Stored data
-------

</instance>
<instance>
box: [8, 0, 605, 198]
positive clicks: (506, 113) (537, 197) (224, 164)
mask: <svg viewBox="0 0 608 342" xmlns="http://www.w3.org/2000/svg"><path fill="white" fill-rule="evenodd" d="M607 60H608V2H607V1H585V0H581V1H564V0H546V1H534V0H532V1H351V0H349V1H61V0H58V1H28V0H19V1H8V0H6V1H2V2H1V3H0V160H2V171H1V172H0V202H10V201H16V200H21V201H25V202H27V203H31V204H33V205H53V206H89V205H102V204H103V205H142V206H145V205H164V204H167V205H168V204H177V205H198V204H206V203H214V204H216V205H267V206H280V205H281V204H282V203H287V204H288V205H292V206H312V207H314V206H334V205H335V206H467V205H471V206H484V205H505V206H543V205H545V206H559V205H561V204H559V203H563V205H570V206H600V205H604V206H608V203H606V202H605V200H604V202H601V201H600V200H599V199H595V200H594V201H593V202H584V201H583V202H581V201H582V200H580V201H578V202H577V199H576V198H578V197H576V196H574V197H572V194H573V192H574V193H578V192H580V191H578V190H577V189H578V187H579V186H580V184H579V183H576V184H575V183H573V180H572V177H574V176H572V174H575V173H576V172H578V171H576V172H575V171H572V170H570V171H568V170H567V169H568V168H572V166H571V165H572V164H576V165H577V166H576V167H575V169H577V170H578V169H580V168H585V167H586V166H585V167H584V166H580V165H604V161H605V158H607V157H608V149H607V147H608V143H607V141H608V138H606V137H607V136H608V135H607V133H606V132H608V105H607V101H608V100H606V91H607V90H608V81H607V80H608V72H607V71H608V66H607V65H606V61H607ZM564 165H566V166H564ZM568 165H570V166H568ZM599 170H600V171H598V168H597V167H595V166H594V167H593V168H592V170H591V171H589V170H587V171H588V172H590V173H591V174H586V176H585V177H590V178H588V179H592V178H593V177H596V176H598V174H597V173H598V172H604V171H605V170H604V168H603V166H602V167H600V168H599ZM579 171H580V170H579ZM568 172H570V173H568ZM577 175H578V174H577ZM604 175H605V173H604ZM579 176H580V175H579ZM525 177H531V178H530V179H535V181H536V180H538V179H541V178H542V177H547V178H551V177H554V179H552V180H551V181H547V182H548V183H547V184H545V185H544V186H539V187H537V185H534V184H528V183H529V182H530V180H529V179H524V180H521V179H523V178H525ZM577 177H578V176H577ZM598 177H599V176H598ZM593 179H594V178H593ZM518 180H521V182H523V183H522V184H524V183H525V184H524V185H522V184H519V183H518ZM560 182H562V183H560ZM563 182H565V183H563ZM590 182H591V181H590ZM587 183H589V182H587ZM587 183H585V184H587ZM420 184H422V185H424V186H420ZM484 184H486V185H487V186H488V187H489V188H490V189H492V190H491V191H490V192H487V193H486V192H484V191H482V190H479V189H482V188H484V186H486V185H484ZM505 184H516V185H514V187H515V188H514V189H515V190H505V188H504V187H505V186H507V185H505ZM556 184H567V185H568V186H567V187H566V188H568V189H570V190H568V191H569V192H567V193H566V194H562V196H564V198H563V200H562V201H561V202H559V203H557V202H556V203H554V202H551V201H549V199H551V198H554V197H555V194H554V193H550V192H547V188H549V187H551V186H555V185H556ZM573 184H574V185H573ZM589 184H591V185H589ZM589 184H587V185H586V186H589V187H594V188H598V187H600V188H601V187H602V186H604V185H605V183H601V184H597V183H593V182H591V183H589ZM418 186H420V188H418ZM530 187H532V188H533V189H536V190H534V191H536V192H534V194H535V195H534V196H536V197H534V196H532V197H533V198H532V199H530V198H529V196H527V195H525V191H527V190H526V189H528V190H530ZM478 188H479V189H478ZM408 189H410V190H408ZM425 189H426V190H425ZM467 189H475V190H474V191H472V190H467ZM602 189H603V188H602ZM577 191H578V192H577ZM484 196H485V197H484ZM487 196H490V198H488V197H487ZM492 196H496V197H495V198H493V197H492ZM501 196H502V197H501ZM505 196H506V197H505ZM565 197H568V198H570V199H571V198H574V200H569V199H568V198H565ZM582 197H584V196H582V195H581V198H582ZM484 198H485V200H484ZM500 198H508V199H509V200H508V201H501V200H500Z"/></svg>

-------

## How to complete this task
The answer is the full set of records above, repeated exactly.

## Answer to the problem
</instance>
<instance>
box: [8, 0, 605, 198]
positive clicks: (506, 113) (537, 197) (224, 164)
mask: <svg viewBox="0 0 608 342" xmlns="http://www.w3.org/2000/svg"><path fill="white" fill-rule="evenodd" d="M607 60H608V2H607V1H585V0H581V1H564V0H546V1H534V0H532V1H351V0H349V1H61V0H58V1H28V0H19V1H8V0H6V1H2V2H1V3H0V160H2V171H1V172H0V202H10V201H16V200H21V201H25V202H27V203H31V204H33V205H53V206H89V205H102V204H103V205H142V206H145V205H164V204H167V205H168V204H177V205H198V204H206V203H214V204H216V205H267V206H280V205H281V204H282V203H287V204H288V205H292V206H312V207H314V206H334V205H335V206H467V205H471V206H484V205H505V206H543V205H545V206H559V205H561V204H559V203H563V205H570V206H600V205H604V206H608V203H606V202H605V200H604V202H601V201H600V200H599V199H595V200H594V201H593V202H584V201H583V202H581V201H582V200H580V201H578V202H577V199H576V198H578V197H576V196H574V197H572V194H573V192H574V193H578V192H580V191H578V190H577V189H578V187H579V186H580V184H579V183H576V184H575V183H573V180H572V177H574V176H572V174H575V173H576V172H578V171H576V172H575V171H572V170H570V171H568V170H567V169H568V168H572V166H571V165H572V164H576V165H577V166H576V167H575V169H577V170H578V169H580V168H585V167H586V166H585V167H584V166H580V165H604V161H605V158H607V157H608V149H607V147H608V143H607V141H608V138H606V137H607V136H608V135H607V133H606V132H608V105H607V101H608V100H606V91H607V90H608V81H607V80H608V72H607V71H608V66H607V65H606V61H607ZM564 165H566V166H564ZM568 165H570V166H568ZM599 170H600V171H598V168H597V167H595V166H594V167H593V168H592V170H591V171H589V170H587V171H588V172H590V173H591V174H586V176H585V177H590V178H588V179H592V178H593V177H596V176H598V174H597V173H598V172H604V171H605V170H604V168H603V166H602V167H600V168H599ZM579 171H580V170H579ZM568 172H570V173H568ZM577 175H578V174H577ZM604 175H605V173H604ZM579 176H580V175H579ZM525 177H531V178H530V179H535V181H536V180H538V179H541V178H542V177H547V178H551V177H554V179H552V180H551V181H547V182H548V183H547V184H545V185H544V186H539V187H537V185H534V184H528V183H529V182H530V180H529V179H524V180H521V179H523V178H525ZM577 177H578V176H577ZM598 177H599V176H598ZM593 179H594V178H593ZM518 180H521V182H523V183H522V184H524V183H525V184H524V185H522V184H519V183H518ZM560 182H562V183H560ZM563 182H565V183H563ZM590 182H591V181H590ZM587 183H589V182H587ZM587 183H585V184H587ZM420 184H422V185H424V186H420ZM484 184H486V185H487V186H488V187H489V188H490V189H492V190H491V191H490V192H487V193H486V192H484V191H482V190H479V189H482V188H484V186H486V185H484ZM505 184H516V185H514V187H515V188H514V189H515V190H505V188H504V187H505V186H507V185H505ZM556 184H567V185H568V186H567V187H566V188H568V189H570V190H568V191H569V192H567V193H566V194H562V196H564V198H563V200H562V201H561V202H559V203H557V202H556V203H554V202H551V201H549V199H551V198H554V197H555V194H554V193H550V192H547V188H549V187H551V186H555V185H556ZM573 184H574V185H573ZM589 184H591V185H589ZM589 184H587V185H586V186H589V187H594V188H598V187H600V188H601V187H602V186H604V185H605V183H601V184H597V183H593V182H591V183H589ZM418 186H420V188H418ZM530 187H532V188H533V189H536V190H534V191H536V192H534V194H535V195H534V196H536V197H534V196H532V197H533V198H532V199H530V198H529V196H527V195H525V191H527V190H526V189H528V190H530ZM478 188H479V189H478ZM408 189H410V190H408ZM425 189H426V190H425ZM467 189H475V190H474V191H472V190H467ZM602 189H603V188H602ZM577 191H578V192H577ZM484 196H485V197H484ZM487 196H490V198H488V197H487ZM492 196H496V197H495V198H493V197H492ZM501 196H502V197H501ZM505 196H506V197H505ZM565 197H568V198H570V199H571V198H574V200H569V199H568V198H565ZM582 197H584V196H582V195H581V198H582ZM484 198H485V200H484ZM500 198H508V199H509V200H508V201H501V200H500Z"/></svg>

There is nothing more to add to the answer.